======== 提示テキスト ========

生涯において大切な【子供の負けず嫌い・・・】とは!!
多くのトップアスリートの幼少期の時代には、ある一つの共通点があります。
それは「負けず嫌い」だったということ・・・
国内外のトップアスリートたちが「自分は負けず嫌いだった・・・」と話している場面をよく見かけますし、その選手の周囲の関係者も「誰よりも負けず嫌いだった」と言っています。
では「負けず嫌い」とはいったい何でしょうかね?
試合に負けて悔し泣きをする選手?
できないことをできるまで何度もトライする選手?
単純に人よりも少し我が強い選手?
一般的には、向上心のあるポジティブなものだとする捉え方があります。
そもそも、遺伝のような先天的なもの、環境によって培われる後天的なものを問わず、その人の「性格」といった捉え方をしているケースもあるでしょう。
でも、本当にそうなのでしょうかね・・・?
トップ選手に多く見られるこの「負けず嫌い」を紐解くことで、子どもの将来の可能性が、また一つ大きく広がっていくのではないでしょうか。
今回のテーマ「負けず嫌い」について考えてみたいと思います。
トップ選手に共通する「負けず嫌い」の真の意味とは・・・
そもそも「負けず嫌い」とは何でしょうか?
「『負けず嫌い』とは専門用語では『勝利意欲』と言います。
これは勝ちたいという意欲や気持ちの強さのことですが、
『負けん気』
や
『勝利主義』
と表現されることもあります。
これらは『やる気』や『モチベーション』を表すメンタル面を示す概念の一つです」。
この「負けず嫌い」とは「やる気」という心理面を表す言葉の一つの側面だということ。そうすると、この「やる気」の度合いによって、人は向上心を持って成長したり、試合でパフォーマンスを高めたりできる、ということですね。
例えば「やる気がある」とは、どんな場面でもポジティブに捉えられていますから、一般的にもイメージがしやすいと思います。でもこの「やる気」という概念にこそ、重要なテーマが隠れているようです。

======== データ記録 ========

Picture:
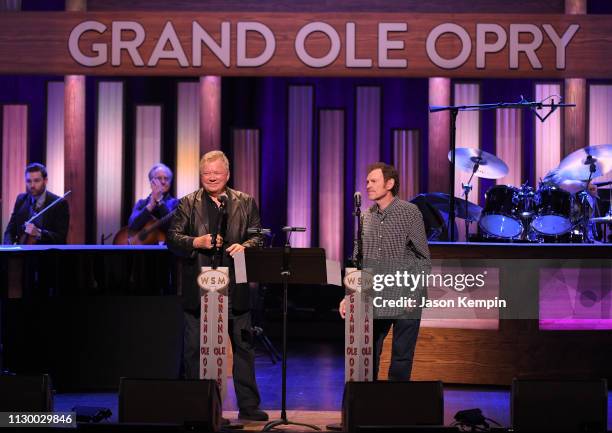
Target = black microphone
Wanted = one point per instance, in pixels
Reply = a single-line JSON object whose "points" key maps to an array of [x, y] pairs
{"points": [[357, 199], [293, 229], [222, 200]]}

========
======== データ記録 ========

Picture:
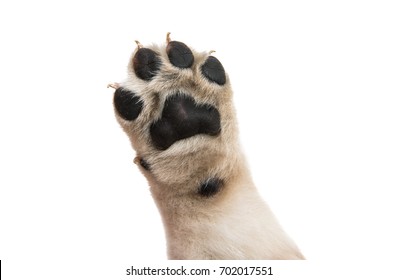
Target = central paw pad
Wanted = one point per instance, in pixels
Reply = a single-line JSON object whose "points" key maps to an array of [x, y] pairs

========
======== データ記録 ========

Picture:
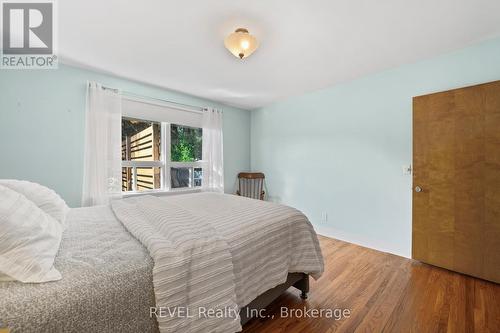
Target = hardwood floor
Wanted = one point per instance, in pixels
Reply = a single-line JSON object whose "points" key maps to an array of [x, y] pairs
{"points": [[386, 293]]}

========

**演習問題:**
A - 提示テキストの次の一文を英訳してください：「多くのトップアスリートの幼少期の時代には、ある一つの共通点があります。」
B - 提示テキストに基づき、以下の問いに答えてください。
(i) 多くのトップアスリートの幼少期に共通していたのは何ですか。
(ii) 「負けず嫌い」は一般的にどのようなものとして捉えられていますか。
(iii) 「負けず嫌い」は専門用語で何と言いますか。

**解答:**
A - In their childhood, many top athletes had one thing in common.

B -
(i) 負けず嫌いだったこと
(ii) 向上心のあるポジティブなもの
(iii) 勝利意欲